▶ What to work on
Rewrite the listing below, changing "white chimney" to "light-colored chimney" everywhere and keeping all other text unchanged. Leave out the pictures.

▶ Raw records
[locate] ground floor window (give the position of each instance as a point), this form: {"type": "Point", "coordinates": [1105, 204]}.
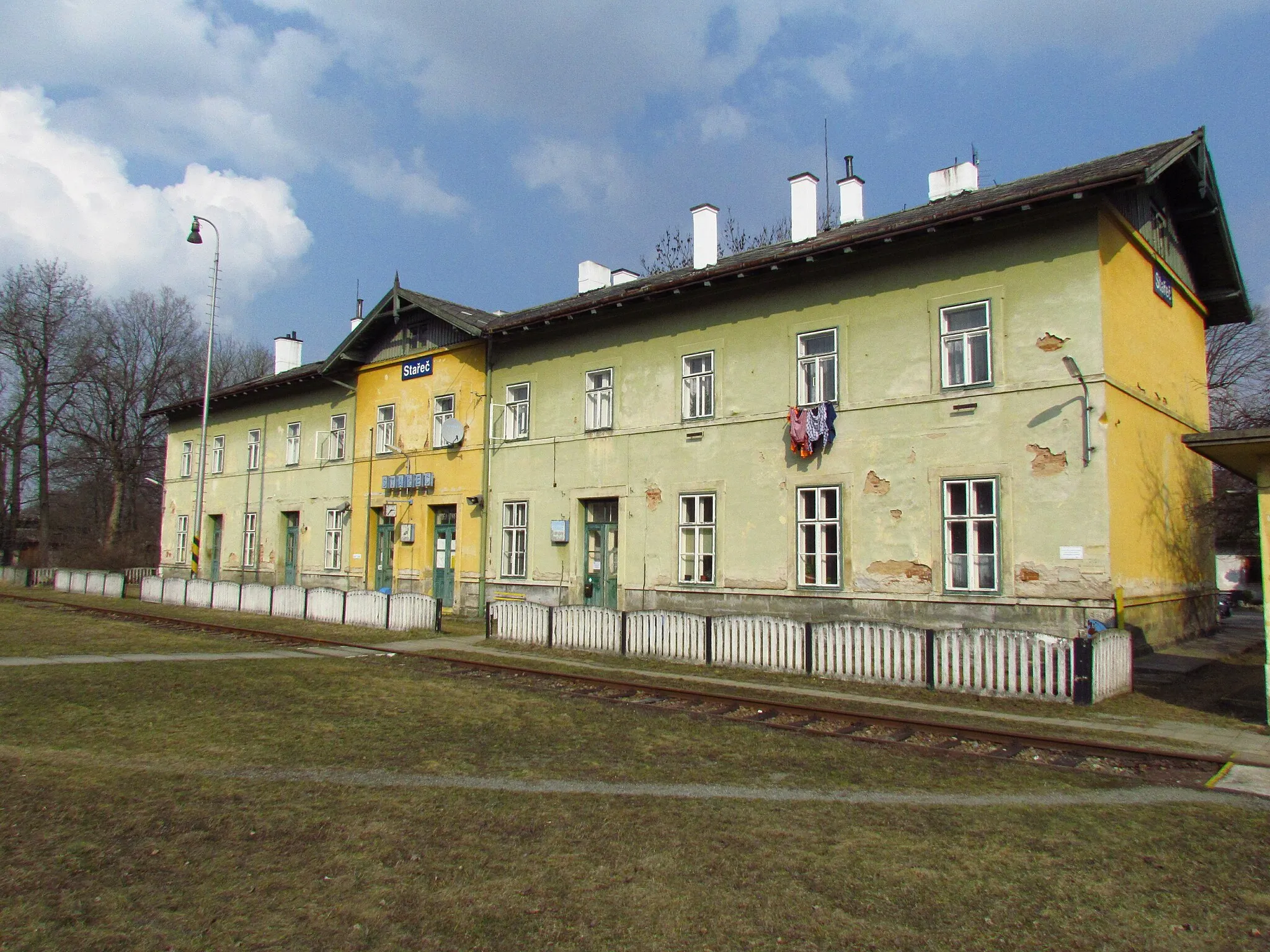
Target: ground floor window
{"type": "Point", "coordinates": [698, 539]}
{"type": "Point", "coordinates": [182, 539]}
{"type": "Point", "coordinates": [334, 553]}
{"type": "Point", "coordinates": [516, 519]}
{"type": "Point", "coordinates": [972, 536]}
{"type": "Point", "coordinates": [819, 537]}
{"type": "Point", "coordinates": [249, 540]}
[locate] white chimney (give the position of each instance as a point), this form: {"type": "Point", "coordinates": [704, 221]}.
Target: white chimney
{"type": "Point", "coordinates": [851, 196]}
{"type": "Point", "coordinates": [803, 206]}
{"type": "Point", "coordinates": [705, 236]}
{"type": "Point", "coordinates": [953, 180]}
{"type": "Point", "coordinates": [286, 353]}
{"type": "Point", "coordinates": [592, 276]}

▶ Task output
[locate] ground floor window (give the position of each instance as a point), this form: {"type": "Point", "coordinates": [1105, 204]}.
Target: ground floor window
{"type": "Point", "coordinates": [698, 539]}
{"type": "Point", "coordinates": [182, 539]}
{"type": "Point", "coordinates": [334, 553]}
{"type": "Point", "coordinates": [516, 519]}
{"type": "Point", "coordinates": [972, 536]}
{"type": "Point", "coordinates": [819, 537]}
{"type": "Point", "coordinates": [249, 540]}
[locate] light-colored chimney (give the position of each instance as a point), this form: {"type": "Point", "coordinates": [704, 221]}.
Target: light-colored chimney
{"type": "Point", "coordinates": [851, 196]}
{"type": "Point", "coordinates": [803, 206]}
{"type": "Point", "coordinates": [705, 236]}
{"type": "Point", "coordinates": [953, 180]}
{"type": "Point", "coordinates": [286, 353]}
{"type": "Point", "coordinates": [592, 276]}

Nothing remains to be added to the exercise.